(begin)
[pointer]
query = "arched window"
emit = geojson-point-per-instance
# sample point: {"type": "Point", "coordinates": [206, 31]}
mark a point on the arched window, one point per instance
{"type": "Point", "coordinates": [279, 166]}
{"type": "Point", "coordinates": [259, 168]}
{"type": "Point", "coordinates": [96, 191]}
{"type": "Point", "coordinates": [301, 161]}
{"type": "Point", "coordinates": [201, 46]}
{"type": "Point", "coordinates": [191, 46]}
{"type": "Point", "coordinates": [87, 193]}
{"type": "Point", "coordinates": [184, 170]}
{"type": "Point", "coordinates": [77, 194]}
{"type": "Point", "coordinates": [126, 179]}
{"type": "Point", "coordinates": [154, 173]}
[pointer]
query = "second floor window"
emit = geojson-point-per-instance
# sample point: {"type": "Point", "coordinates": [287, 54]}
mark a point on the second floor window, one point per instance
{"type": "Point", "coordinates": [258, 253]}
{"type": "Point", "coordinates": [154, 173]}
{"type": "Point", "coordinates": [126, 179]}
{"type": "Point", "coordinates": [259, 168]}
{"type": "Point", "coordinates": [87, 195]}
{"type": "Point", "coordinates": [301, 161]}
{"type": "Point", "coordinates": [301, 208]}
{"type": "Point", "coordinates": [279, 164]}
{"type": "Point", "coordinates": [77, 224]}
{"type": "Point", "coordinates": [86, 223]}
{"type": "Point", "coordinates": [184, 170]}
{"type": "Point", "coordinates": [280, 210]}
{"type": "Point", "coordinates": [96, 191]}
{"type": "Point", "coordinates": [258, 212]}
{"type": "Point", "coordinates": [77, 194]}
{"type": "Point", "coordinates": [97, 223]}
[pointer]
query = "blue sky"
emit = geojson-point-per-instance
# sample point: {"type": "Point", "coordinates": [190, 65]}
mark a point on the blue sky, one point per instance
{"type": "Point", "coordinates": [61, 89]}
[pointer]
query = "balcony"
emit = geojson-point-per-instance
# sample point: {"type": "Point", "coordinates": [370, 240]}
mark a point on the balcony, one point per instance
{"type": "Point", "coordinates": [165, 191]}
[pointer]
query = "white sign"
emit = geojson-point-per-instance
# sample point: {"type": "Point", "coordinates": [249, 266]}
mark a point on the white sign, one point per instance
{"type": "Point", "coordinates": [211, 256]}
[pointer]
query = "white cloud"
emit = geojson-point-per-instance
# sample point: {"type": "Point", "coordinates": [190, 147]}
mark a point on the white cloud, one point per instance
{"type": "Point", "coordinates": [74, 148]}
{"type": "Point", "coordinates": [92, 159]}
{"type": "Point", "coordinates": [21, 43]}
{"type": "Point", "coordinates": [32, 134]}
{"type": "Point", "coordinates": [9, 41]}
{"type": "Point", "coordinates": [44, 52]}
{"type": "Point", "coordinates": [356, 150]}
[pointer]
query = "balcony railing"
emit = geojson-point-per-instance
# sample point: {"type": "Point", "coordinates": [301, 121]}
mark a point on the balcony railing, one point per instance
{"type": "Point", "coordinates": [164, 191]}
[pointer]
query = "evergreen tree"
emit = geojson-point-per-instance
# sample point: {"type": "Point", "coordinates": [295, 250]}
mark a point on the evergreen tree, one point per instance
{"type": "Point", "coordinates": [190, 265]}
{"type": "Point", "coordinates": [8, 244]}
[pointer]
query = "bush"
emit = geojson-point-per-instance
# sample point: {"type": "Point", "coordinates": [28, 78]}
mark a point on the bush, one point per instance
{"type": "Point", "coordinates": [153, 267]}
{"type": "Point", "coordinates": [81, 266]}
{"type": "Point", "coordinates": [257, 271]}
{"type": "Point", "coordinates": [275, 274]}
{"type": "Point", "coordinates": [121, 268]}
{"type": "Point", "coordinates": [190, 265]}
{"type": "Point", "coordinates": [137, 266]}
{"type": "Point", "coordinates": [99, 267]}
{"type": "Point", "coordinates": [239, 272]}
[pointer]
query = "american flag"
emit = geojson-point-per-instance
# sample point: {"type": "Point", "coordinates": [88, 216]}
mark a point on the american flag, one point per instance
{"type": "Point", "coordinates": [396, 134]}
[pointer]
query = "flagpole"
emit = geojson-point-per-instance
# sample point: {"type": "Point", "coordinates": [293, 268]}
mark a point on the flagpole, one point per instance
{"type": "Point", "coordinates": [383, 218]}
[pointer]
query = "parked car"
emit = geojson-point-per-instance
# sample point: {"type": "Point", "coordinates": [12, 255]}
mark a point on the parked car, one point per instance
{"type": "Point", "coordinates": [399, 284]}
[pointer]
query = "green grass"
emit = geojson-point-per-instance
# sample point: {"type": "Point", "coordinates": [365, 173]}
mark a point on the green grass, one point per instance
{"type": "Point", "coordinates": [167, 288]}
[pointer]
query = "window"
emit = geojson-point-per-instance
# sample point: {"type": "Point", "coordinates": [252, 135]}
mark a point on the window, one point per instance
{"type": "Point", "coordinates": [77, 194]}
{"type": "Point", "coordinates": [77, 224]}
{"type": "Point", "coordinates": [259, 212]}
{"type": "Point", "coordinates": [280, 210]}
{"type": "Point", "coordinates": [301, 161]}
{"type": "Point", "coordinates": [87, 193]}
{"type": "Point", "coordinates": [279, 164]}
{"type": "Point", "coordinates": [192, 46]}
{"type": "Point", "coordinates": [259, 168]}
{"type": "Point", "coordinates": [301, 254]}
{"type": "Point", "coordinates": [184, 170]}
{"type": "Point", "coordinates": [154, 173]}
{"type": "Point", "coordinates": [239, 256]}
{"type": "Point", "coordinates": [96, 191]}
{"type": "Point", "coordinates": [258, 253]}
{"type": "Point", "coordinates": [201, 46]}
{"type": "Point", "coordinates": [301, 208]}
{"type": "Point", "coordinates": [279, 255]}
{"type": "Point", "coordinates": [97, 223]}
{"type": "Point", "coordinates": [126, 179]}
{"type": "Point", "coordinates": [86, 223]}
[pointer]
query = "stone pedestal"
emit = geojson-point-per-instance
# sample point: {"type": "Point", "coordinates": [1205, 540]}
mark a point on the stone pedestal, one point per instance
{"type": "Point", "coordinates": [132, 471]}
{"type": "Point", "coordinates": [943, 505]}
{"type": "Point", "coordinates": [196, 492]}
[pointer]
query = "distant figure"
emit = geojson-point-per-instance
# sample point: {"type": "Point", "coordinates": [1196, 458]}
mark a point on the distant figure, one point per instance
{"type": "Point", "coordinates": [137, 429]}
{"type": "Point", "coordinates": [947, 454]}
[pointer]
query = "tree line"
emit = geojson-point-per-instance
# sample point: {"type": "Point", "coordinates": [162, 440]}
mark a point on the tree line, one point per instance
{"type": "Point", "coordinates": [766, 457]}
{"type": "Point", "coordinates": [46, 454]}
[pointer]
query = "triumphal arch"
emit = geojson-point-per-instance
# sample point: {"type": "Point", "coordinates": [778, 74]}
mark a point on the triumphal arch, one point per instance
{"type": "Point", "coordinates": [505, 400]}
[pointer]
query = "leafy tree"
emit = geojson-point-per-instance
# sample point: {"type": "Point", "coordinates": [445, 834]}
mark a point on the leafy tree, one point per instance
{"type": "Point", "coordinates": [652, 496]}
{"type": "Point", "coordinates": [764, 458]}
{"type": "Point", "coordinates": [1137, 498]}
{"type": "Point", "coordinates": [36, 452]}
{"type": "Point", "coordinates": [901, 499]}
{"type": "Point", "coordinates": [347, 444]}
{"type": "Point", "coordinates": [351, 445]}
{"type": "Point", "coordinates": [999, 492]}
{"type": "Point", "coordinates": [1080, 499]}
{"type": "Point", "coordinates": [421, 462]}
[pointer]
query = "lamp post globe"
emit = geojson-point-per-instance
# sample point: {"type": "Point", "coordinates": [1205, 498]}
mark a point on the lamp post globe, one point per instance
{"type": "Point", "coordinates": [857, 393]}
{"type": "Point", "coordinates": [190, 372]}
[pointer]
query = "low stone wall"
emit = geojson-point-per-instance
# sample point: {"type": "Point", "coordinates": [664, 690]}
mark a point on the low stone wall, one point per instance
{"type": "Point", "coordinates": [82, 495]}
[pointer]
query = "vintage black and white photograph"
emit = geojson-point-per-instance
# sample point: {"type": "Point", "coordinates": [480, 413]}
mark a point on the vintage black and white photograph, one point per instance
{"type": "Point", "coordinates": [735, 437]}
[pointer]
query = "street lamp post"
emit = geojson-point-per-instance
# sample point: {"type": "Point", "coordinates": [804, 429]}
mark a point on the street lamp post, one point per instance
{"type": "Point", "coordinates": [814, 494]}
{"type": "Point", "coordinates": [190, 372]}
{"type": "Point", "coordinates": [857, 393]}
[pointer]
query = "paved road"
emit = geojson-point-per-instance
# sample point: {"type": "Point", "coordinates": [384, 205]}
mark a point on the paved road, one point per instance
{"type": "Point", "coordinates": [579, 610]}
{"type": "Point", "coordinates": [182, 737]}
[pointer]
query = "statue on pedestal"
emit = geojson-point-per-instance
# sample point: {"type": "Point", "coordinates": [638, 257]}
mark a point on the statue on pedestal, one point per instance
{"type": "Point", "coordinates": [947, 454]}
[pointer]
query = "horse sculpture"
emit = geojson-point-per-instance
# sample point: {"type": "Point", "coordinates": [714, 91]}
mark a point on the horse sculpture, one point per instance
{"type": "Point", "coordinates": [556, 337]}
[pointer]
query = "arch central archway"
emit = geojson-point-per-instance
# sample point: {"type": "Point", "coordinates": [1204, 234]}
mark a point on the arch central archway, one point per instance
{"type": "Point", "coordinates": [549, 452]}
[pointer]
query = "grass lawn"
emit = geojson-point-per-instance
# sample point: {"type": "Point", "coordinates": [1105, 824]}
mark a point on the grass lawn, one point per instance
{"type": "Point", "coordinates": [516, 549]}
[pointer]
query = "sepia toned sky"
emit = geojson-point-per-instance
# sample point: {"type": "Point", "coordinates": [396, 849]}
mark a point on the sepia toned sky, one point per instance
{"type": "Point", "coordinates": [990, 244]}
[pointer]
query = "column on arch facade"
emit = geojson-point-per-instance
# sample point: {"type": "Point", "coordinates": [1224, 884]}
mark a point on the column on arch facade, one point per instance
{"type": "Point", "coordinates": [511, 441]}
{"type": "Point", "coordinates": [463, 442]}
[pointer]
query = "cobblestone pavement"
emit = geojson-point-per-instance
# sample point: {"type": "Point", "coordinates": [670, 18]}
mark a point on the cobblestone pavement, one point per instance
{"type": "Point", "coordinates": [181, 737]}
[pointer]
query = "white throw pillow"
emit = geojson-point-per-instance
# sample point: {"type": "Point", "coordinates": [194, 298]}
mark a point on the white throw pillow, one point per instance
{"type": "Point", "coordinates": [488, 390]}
(end)
Request: Count the lines in the items above that contain the string "railing", matching case exactly, and reply with only that number.

Solution to this problem: 2